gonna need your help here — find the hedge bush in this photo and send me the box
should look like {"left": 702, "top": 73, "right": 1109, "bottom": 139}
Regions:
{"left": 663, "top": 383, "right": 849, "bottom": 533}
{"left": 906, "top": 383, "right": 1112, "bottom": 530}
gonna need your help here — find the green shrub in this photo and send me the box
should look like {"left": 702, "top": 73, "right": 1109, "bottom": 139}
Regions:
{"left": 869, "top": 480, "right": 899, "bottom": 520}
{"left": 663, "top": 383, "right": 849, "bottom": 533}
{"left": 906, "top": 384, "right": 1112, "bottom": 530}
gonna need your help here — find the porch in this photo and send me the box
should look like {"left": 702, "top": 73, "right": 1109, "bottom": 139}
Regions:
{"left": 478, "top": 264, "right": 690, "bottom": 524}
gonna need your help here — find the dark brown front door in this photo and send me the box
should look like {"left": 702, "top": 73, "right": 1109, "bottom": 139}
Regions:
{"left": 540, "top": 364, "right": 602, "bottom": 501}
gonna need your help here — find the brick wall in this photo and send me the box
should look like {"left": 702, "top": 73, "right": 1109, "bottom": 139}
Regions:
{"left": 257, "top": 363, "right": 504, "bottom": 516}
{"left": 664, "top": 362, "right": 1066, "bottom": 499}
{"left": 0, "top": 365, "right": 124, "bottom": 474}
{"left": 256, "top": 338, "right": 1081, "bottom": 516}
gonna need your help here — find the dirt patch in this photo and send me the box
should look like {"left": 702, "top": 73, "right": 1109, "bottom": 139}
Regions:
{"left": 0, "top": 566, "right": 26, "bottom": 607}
= = = = =
◆ **Exercise details**:
Every line in the data above that includes the word "gonna" should be copied.

◆ **Result of this exercise**:
gonna need your help here — find the hedge bush in this photo and send me the box
gonna need your help here — find the green shrub in this photo and send me the box
gonna need your help here — find the porch in this photo and send me the box
gonna need your help here — find the dark brown front door in this photo and send me the box
gonna need your help here — find the brick wall in this photo and send me the box
gonna need your help here — find the dirt patch in this photo and send me the box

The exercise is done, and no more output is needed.